EXERCISE: From the line containing "Find the chocolate chip and" through the last of the entries, reproduce the lines, substituting "mark" for "annotate" and keeping all other text unchanged.

Location labeling entries:
########
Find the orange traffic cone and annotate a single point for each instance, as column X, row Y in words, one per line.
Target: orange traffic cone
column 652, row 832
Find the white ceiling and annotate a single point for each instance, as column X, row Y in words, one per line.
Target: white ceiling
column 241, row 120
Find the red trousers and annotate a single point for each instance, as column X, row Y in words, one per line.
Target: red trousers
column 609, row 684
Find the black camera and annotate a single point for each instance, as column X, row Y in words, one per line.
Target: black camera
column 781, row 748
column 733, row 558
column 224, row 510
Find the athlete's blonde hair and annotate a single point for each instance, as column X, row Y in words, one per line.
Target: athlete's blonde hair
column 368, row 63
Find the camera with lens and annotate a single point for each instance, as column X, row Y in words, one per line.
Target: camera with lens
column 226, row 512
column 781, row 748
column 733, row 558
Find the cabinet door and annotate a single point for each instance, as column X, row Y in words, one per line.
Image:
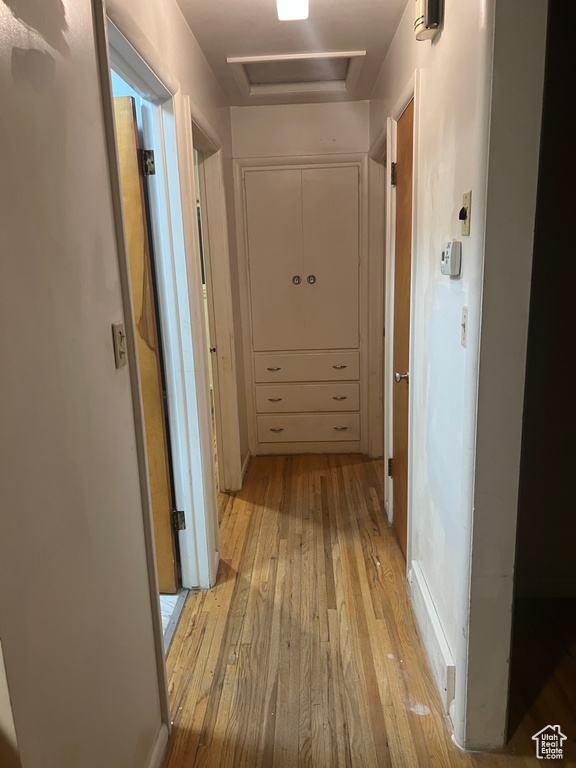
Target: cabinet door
column 330, row 222
column 275, row 253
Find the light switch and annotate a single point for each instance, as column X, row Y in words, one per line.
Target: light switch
column 465, row 212
column 119, row 338
column 464, row 326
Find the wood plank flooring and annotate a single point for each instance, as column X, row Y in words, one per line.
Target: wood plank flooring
column 305, row 653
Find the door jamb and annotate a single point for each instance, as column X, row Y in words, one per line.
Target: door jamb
column 219, row 295
column 411, row 91
column 180, row 307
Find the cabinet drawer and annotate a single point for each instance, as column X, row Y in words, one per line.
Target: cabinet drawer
column 321, row 427
column 322, row 366
column 292, row 398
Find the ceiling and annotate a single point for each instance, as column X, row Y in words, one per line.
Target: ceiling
column 250, row 28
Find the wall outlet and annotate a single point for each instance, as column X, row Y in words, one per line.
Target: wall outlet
column 464, row 326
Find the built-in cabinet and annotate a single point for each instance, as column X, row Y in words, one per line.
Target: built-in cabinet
column 302, row 237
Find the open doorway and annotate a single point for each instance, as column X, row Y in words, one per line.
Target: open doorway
column 163, row 319
column 136, row 167
column 207, row 293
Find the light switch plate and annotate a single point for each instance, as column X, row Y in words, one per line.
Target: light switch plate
column 464, row 327
column 119, row 338
column 467, row 204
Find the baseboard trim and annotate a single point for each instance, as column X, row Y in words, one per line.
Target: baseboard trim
column 159, row 751
column 437, row 649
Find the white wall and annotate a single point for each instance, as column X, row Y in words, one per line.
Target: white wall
column 75, row 606
column 454, row 130
column 300, row 129
column 76, row 611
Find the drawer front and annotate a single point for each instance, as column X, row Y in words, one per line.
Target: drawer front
column 308, row 428
column 294, row 398
column 322, row 366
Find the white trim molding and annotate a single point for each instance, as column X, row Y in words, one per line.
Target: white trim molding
column 437, row 648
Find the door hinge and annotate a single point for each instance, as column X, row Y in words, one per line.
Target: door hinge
column 146, row 160
column 179, row 520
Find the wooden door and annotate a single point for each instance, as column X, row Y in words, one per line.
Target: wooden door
column 274, row 230
column 149, row 361
column 401, row 343
column 330, row 232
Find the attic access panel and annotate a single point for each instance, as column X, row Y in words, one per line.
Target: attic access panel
column 297, row 73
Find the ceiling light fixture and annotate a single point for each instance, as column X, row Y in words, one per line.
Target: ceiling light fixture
column 292, row 10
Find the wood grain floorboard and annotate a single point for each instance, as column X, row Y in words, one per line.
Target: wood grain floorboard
column 305, row 654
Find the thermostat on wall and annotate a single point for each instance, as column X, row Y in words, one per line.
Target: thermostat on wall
column 451, row 258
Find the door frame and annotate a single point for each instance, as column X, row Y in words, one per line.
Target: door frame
column 370, row 326
column 384, row 151
column 179, row 289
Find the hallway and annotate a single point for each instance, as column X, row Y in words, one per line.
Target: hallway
column 306, row 653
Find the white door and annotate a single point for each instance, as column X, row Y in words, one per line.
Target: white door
column 274, row 226
column 330, row 215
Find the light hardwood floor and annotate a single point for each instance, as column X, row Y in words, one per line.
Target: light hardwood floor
column 306, row 652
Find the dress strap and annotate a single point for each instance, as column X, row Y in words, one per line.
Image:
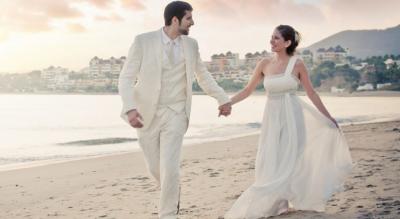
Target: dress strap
column 290, row 66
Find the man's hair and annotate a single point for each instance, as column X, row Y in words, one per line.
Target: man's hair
column 176, row 9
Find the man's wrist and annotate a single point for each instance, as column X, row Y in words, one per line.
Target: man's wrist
column 131, row 110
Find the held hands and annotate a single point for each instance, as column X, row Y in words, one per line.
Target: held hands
column 135, row 119
column 225, row 109
column 334, row 121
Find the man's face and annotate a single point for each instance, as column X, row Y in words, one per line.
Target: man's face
column 186, row 23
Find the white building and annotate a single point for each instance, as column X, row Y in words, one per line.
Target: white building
column 337, row 55
column 106, row 67
column 390, row 62
column 55, row 76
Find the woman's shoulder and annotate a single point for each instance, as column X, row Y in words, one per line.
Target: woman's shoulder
column 264, row 62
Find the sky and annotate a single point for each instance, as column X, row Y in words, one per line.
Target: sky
column 35, row 34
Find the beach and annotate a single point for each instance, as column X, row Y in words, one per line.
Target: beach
column 213, row 175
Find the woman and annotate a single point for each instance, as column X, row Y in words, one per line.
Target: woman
column 302, row 156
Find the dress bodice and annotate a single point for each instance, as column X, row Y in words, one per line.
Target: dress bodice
column 282, row 83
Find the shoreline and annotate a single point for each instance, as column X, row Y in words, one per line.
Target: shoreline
column 213, row 175
column 46, row 162
column 380, row 93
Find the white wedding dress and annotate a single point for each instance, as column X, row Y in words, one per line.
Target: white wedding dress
column 302, row 157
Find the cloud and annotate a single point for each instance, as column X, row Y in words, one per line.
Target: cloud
column 76, row 28
column 100, row 3
column 114, row 17
column 135, row 5
column 34, row 16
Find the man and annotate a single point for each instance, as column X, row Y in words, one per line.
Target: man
column 156, row 89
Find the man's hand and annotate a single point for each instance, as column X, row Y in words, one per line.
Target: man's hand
column 225, row 109
column 135, row 119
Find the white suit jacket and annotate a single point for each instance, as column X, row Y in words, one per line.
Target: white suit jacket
column 140, row 79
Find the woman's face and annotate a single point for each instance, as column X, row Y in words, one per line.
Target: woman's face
column 277, row 42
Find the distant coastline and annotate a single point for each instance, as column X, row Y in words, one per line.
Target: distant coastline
column 301, row 93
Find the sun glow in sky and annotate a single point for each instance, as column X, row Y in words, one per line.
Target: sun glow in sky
column 35, row 34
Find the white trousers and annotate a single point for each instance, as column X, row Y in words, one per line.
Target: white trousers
column 161, row 144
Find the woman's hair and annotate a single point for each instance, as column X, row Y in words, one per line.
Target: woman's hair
column 289, row 33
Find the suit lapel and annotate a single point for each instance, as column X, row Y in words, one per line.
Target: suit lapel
column 188, row 61
column 158, row 50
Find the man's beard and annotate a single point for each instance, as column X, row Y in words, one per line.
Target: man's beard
column 183, row 31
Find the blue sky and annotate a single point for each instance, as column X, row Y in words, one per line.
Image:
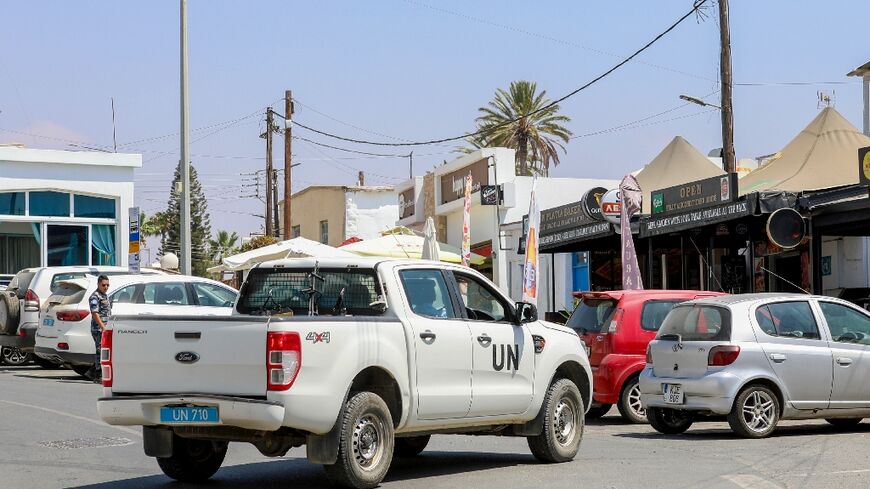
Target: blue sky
column 386, row 70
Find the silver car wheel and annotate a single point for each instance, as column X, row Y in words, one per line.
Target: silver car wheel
column 759, row 411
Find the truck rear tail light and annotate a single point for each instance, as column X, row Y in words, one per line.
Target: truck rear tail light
column 74, row 316
column 106, row 357
column 31, row 301
column 283, row 359
column 616, row 320
column 722, row 355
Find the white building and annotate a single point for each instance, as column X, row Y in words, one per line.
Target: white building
column 496, row 229
column 64, row 207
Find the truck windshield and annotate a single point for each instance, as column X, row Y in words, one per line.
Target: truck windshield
column 281, row 290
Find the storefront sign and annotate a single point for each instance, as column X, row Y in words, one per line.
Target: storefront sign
column 611, row 206
column 864, row 165
column 695, row 195
column 560, row 238
column 663, row 225
column 453, row 183
column 563, row 217
column 407, row 203
column 592, row 203
column 490, row 195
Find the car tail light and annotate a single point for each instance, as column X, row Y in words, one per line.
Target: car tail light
column 106, row 357
column 283, row 359
column 616, row 320
column 31, row 301
column 73, row 315
column 722, row 355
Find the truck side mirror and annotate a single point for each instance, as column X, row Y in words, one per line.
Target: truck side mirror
column 526, row 312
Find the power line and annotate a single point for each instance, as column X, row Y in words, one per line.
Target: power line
column 646, row 46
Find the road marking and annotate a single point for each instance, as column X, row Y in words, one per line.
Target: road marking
column 80, row 418
column 747, row 481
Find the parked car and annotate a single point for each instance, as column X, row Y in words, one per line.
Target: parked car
column 759, row 358
column 20, row 304
column 616, row 327
column 64, row 335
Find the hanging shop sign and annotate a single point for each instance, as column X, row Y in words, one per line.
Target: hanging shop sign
column 592, row 203
column 611, row 206
column 864, row 165
column 407, row 203
column 695, row 195
column 679, row 222
column 453, row 183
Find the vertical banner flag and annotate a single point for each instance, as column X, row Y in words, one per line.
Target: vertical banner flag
column 466, row 223
column 531, row 264
column 631, row 198
column 133, row 254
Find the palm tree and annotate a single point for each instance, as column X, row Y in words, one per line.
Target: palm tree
column 525, row 121
column 223, row 245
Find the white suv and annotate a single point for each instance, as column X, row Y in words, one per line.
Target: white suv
column 20, row 304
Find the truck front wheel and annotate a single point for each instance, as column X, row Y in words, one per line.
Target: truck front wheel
column 563, row 424
column 366, row 443
column 193, row 460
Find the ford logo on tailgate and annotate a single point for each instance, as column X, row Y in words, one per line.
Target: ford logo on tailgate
column 187, row 357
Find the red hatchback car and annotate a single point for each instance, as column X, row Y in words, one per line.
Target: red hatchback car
column 616, row 327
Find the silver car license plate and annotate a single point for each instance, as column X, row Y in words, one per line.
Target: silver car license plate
column 673, row 393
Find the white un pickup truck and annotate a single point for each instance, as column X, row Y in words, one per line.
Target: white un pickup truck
column 358, row 359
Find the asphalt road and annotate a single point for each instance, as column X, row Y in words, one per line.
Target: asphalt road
column 51, row 437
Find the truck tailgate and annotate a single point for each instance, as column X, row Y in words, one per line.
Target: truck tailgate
column 161, row 354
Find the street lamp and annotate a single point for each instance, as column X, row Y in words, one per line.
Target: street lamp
column 696, row 100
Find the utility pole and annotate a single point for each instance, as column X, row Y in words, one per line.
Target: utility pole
column 185, row 149
column 728, row 158
column 269, row 181
column 288, row 162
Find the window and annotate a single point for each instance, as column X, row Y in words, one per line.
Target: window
column 427, row 293
column 847, row 325
column 654, row 312
column 481, row 303
column 165, row 293
column 277, row 290
column 67, row 245
column 788, row 319
column 592, row 315
column 698, row 323
column 87, row 206
column 214, row 295
column 49, row 204
column 124, row 295
column 324, row 232
column 12, row 203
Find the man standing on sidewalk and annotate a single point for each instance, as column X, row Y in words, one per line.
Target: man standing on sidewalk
column 101, row 309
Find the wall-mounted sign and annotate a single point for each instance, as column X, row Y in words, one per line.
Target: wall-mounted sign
column 611, row 206
column 864, row 165
column 695, row 195
column 490, row 195
column 592, row 203
column 407, row 203
column 453, row 183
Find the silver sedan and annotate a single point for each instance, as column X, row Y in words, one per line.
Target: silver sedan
column 759, row 358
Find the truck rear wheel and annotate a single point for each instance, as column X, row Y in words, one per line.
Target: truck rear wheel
column 366, row 443
column 193, row 460
column 563, row 424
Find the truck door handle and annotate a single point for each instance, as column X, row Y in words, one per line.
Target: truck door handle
column 427, row 336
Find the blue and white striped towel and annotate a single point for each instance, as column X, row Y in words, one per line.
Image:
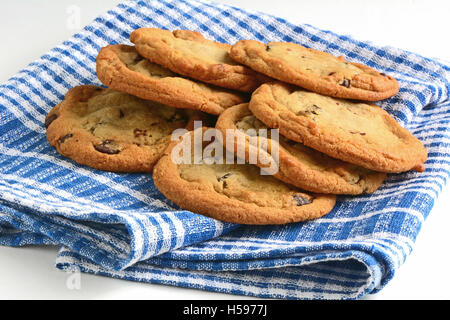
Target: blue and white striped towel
column 119, row 225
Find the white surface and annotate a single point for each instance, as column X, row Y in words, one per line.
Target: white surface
column 30, row 28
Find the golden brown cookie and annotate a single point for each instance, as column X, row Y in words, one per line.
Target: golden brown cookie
column 298, row 165
column 236, row 193
column 120, row 67
column 113, row 131
column 355, row 132
column 315, row 70
column 190, row 54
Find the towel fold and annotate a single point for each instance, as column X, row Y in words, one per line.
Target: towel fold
column 119, row 225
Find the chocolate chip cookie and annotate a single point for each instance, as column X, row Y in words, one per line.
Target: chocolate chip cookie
column 120, row 67
column 190, row 54
column 315, row 70
column 112, row 131
column 236, row 193
column 360, row 133
column 298, row 165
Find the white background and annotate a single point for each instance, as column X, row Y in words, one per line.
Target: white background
column 30, row 28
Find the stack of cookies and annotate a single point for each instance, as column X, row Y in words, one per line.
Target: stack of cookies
column 331, row 140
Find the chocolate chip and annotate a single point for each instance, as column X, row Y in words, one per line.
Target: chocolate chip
column 64, row 138
column 105, row 147
column 226, row 176
column 301, row 201
column 313, row 109
column 138, row 133
column 345, row 83
column 50, row 119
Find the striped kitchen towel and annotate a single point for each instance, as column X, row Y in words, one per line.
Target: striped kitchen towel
########
THE RESULT:
Find the chocolate chip and mark a single point for each instance, as column X, row Y in words, one per line.
Target: chocolate chip
column 64, row 138
column 105, row 147
column 226, row 176
column 301, row 201
column 313, row 109
column 138, row 133
column 345, row 83
column 50, row 119
Find the striped kitchen towel and mark a single point for each instance, as column X, row Y in words, one per line.
Target: striped kitchen towel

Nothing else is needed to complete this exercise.